- DATA TO EXAMINE -
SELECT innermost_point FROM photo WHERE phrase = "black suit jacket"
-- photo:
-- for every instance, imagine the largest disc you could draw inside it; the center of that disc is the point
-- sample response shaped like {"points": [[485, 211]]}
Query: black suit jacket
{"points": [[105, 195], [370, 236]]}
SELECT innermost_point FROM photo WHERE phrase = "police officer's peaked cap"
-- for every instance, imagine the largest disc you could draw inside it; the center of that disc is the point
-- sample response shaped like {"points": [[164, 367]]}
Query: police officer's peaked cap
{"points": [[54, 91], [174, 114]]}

- EXERCISE REQUIREMENTS -
Reproduce all of the data exactly as given.

- RESPONSE BELOW -
SELECT innermost_point FROM photo WHERE phrase = "black suit jacket"
-- photo:
-- for every instance, imagine the largest disc you could draw inside it; the center of that disc is the point
-- sample response shaped like {"points": [[485, 211]]}
Query: black suit jacket
{"points": [[105, 195], [370, 236]]}
SELECT innermost_point FROM photo WHERE phrase = "police officer's peaked cap"
-- for every instance, imagine the largest disc you could draw inside it; the center of that disc is the point
-- sample response shaped like {"points": [[164, 367]]}
Query: police officer's peaked cap
{"points": [[54, 91], [174, 114]]}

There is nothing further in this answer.